The shareholder lawsuit claims the streamer issued "untrue statements" over subscription stats, violating U.S. securities laws.


Netflix offices


Streaming titan Netflix is now at the center of a lawsuit claiming the platform misled investors about subscriber loss over the last six months, culminating in the stock price plummeting.

Lead plaintiff Fiyyaz Pirani, a trustee of Netflix shareholder Imperium Irrevocable Trust, filed the lawsuit on May 3 in the federal district court of San Francisco. The lawsuit names Netflix co-CEOs Reed Hastings and Ted Sarandos and CFO Spencer Neumann as defendants. It seeks damages for investors who traded Netflix shares between Oct. 19, 2021 and April 19, 2022, as Variety reported.

The suit alleges Netflix violated U.S. securities laws by making “materially false and/or misleading statements” and failing to “disclose material adverse facts about the company’s business, operations, and prospects.” The lawsuit seeks class-action status and unspecified monetary damages on behalf of investors. Those damages include “compensatory damages in favor of Plaintiff and the other Class members against all defendants, jointly and severally, for all damages sustained as a result of Defendants’ wrongdoing, in an amount to be proven at trial, including interest thereon.”

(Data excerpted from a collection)
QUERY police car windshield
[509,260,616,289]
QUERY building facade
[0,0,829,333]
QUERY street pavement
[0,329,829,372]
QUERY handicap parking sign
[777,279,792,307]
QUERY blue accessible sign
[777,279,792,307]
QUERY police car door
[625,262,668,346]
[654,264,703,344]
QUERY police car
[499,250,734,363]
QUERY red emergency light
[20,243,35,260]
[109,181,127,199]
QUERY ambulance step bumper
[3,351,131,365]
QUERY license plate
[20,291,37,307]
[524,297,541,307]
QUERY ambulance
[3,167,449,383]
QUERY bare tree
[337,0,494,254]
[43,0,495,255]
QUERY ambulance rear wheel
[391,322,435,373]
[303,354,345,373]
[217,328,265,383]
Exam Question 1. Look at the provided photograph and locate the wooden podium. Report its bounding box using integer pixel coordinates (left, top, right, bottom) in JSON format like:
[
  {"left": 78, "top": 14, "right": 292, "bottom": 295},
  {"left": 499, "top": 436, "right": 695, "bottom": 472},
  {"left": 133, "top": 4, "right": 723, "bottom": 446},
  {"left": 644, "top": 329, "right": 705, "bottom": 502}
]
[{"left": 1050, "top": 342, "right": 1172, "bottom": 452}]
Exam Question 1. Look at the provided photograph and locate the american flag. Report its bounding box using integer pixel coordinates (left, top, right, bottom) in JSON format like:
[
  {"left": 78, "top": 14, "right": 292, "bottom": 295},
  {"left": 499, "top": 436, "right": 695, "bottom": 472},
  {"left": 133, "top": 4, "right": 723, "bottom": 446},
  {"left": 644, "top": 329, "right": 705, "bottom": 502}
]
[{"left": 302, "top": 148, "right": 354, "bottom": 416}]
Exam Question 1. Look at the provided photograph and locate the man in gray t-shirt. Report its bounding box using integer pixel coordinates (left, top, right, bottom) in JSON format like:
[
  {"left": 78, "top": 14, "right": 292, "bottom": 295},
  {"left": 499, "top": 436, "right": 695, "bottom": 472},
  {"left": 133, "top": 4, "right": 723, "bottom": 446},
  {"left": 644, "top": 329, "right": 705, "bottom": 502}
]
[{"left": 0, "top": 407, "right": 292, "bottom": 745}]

- _CHALLENGE 1_: Please extract the passage of the Netflix lawsuit article from "The shareholder lawsuit" up to and including "stock price plummeting.", word for word.
- _CHALLENGE 2_: Continue the article on the Netflix shareholder lawsuit from its final sentence.

- _TASK ANSWER 1_:
The shareholder lawsuit claims the streamer issued "untrue statements" over subscription stats, violating U.S. securities laws.


Netflix offices


Streaming titan Netflix is now at the center of a lawsuit claiming the platform misled investors about subscriber loss over the last six months, culminating in the stock price plummeting.

- _TASK ANSWER 2_:
The official lawsuit filing claims Netflix “employed devices, schemes and artifices to defraud, while in possession of material adverse non-public information.” The streamer allegedly also made “untrue statements of material facts and/or omitting to state material facts necessary in order to make the statements made about Netflix and its business operations and future prospects in light of the circumstances under which they were made, not misleading.”

The case is Pirani v. Netflix Inc et al., with docket number 22-CV-02672, filed in the U.S. District Court for the Northern District of California. The firm representing the plaintiffs is Glancy Prongay & Murray, which specializes in class-action lawsuits involving securities fraud claims.

Netflix has not commented on the lawsuit.

In April, Netflix reported a net loss of 200,000 subscribers for the first quarter of this year, also estimating an additional 2 million subscriber exodus in Q2. Netflix ended Q1 with 221.64 million paid subs, a decline from the 221.84 million it had globally at the conclusion of last year. Netflix stock (NFLX) immediately sunk by roughly 25 percent — or down about $85 — per share, closing under $350 per share following the Q1 announcement.

Netflix also discussed an ad-powered option and cracked down on password-sharing amongst subscribers, citing approximately 100 million households not paying for the service.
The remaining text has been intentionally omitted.